**** Texto da página ****

A ocupação teve início no dia 29 de novembro de 2013, às 23h; como recorda o seu Sidney, um dos primeiros moradores e líder de um dos 28 grupos que cuidam da organização da ocupação que leva a bandeira do MTST (Movimento dos Trabalhadores Sem Teto).
Além de lutar por moradia digna, os membros do MTST também lutam por melhoria na educação, transporte e saúde, além de outros direitos fundamentais. Tanto é que há dois moradores da ocupação q fazem parte do conselho do hospital de M’ Boi Mirim, próximo a ocupação.
– Você é o idealizador do projeto editorial da publicação sobre a ocupação? Me conte um pouco sobre como surgiu a ideia – necessidade de registro histórico da ocupação?
Sim, sou eu. Essa publicação surgiu da conexão ou encontro de algumas histórias. A primeira diz respeito ao meu trabalho como fotógrafo e artista visual; adoro combinar imagem e texto. Desde de 2005 venho pesquisando essas interações. O poeta Augusto de Campos é referência!
A segunda, foi ter conhecido pessoas que foram muito generosas comigo, ajudando ou trabalhando nessa reportagem; como, por exemplo, a jornalista Bianca Araujo que fez as entrevistas e escreveu o texto junto comigo.

**** Entradas extraídas ****

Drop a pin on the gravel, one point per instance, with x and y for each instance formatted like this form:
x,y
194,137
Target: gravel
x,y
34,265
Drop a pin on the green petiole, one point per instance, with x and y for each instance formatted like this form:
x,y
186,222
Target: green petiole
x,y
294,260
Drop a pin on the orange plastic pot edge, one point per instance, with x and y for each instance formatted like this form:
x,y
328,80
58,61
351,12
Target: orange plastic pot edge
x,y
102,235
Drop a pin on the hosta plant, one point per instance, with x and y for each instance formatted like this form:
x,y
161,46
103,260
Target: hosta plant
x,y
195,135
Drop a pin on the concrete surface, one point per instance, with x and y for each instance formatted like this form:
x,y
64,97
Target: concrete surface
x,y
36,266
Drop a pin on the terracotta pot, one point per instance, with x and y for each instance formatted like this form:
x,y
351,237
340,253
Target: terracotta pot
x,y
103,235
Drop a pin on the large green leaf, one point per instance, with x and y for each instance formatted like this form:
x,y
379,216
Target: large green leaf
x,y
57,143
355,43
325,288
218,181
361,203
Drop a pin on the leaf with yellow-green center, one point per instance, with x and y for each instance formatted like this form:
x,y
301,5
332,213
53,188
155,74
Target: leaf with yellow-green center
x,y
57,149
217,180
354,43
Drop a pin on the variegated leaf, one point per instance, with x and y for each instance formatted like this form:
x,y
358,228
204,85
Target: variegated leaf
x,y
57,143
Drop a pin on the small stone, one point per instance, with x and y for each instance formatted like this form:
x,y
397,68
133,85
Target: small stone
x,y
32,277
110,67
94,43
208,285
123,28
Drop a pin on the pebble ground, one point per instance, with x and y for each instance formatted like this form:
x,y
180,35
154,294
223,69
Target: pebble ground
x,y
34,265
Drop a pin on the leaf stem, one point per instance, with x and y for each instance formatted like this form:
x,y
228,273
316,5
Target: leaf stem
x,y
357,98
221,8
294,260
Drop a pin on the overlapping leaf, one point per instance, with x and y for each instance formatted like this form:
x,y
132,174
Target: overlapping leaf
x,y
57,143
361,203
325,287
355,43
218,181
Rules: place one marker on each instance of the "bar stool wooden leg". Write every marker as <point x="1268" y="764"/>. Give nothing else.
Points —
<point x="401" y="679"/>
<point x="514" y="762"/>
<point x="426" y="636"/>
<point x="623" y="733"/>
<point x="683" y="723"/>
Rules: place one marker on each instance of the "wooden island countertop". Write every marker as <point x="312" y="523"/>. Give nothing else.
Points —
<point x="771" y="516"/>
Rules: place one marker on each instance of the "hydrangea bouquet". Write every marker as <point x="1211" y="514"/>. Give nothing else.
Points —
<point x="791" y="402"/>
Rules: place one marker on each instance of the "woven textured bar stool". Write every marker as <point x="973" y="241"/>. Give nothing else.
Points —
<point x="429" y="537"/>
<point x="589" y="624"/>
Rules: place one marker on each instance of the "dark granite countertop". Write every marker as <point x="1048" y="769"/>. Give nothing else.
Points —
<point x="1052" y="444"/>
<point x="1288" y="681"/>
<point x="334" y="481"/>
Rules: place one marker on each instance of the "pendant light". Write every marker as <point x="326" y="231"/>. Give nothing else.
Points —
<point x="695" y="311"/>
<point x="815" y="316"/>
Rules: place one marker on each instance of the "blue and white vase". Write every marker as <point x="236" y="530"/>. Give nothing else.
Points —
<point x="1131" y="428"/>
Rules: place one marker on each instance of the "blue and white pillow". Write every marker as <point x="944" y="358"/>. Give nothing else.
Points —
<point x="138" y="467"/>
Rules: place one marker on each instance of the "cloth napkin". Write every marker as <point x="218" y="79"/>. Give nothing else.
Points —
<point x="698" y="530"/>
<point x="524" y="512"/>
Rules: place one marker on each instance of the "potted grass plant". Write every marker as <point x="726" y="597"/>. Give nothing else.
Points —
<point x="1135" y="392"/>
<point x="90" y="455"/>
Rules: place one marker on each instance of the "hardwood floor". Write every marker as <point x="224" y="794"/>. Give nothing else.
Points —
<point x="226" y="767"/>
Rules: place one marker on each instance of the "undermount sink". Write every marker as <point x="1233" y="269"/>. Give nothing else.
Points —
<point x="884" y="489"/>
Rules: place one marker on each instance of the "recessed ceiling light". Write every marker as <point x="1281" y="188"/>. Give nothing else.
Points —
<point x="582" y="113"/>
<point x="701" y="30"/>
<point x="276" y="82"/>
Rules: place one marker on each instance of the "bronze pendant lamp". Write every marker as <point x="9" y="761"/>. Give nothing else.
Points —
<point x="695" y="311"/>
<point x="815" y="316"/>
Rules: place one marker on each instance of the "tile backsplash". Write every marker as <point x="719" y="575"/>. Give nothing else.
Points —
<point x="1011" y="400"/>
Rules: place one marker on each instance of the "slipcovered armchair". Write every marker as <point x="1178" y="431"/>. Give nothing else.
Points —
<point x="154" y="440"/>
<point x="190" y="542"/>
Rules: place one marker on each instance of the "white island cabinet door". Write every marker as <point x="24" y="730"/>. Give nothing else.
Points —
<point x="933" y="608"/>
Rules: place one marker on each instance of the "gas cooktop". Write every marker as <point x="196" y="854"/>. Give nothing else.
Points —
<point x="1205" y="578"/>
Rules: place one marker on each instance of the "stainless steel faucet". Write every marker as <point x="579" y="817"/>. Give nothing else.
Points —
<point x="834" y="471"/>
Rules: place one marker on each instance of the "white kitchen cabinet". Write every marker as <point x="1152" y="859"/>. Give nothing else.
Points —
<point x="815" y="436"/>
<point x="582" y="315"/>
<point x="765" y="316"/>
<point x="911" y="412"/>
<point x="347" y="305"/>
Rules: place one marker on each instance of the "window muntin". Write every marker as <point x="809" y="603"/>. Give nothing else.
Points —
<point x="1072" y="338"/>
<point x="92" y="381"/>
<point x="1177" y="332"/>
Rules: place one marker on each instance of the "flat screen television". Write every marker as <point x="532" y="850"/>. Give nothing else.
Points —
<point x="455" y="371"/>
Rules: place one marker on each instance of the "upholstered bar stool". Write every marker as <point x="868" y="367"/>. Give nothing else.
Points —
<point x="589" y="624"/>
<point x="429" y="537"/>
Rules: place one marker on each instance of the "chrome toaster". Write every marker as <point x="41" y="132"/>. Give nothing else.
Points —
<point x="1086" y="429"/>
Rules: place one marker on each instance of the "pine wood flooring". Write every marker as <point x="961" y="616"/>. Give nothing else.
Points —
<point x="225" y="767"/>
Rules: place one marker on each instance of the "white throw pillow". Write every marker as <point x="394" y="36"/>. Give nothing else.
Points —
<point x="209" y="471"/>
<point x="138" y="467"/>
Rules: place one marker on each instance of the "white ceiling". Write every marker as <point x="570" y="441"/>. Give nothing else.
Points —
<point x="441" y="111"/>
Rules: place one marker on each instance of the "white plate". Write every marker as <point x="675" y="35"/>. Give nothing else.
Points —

****

Instruções do exercício:
Reescreva o trecho do texto sobre a ocupação que vai de "Além de lutar" até "histórico da ocupação?", trocando "hospital" por "posto de saúde".

Espaço da resposta:
Além de lutar por moradia digna, os membros do MTST também lutam por melhoria na educação, transporte e saúde, além de outros direitos fundamentais. Tanto é que há dois moradores da ocupação q fazem parte do conselho do posto de saúde de M’ Boi Mirim, próximo a ocupação.
– Você é o idealizador do projeto editorial da publicação sobre a ocupação? Me conte um pouco sobre como surgiu a ideia – necessidade de registro histórico da ocupação?